Consegna: Ricopia senza modifiche il brano dell'articolo sui contributi Enasarco compreso tra "6 Agosto 2024" e "24 maggio scorso).", estremi inclusi.

Testo fornito:
━━━━━━━━

Influencer e content creator, braccio di ferro sui contributi Enasarco

6 Agosto 2024

Il Sole 24 Ore 21 luglio 2024 di Mauro Pizzin

Previdenza. Forte della sentenza del Tribunale di Roma che ne ha imposto il versamento l’ente spinge sul governo per allargare la base contributiva

La sentenza 2615/2024 del 4 marzo con cui il Tribunale di Roma, in seguito a un accertamento ispettivo di Enasarco, ha deciso che l’influencer il quale promuova stabilmente e con continuità in rete i prodotti di un’azienda è inquadrabile come agente di commercio ha posto sotto i riflettori la questione dell’inquadramento nella cassa di questa nuova categoria professionale (si veda il Sole 24 Ore del 24 maggio scorso).

━━━━━━━━

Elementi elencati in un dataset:
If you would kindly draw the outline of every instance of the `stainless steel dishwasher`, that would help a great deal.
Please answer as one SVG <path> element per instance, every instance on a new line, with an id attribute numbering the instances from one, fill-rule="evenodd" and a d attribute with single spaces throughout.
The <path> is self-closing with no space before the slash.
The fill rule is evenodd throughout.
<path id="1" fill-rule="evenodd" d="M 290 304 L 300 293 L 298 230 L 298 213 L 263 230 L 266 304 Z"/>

━━━━━━━━

Soluzione:
6 Agosto 2024

Il Sole 24 Ore 21 luglio 2024 di Mauro Pizzin

Previdenza. Forte della sentenza del Tribunale di Roma che ne ha imposto il versamento l’ente spinge sul governo per allargare la base contributiva

La sentenza 2615/2024 del 4 marzo con cui il Tribunale di Roma, in seguito a un accertamento ispettivo di Enasarco, ha deciso che l’influencer il quale promuova stabilmente e con continuità in rete i prodotti di un’azienda è inquadrabile come agente di commercio ha posto sotto i riflettori la questione dell’inquadramento nella cassa di questa nuova categoria professionale (si veda il Sole 24 Ore del 24 maggio scorso).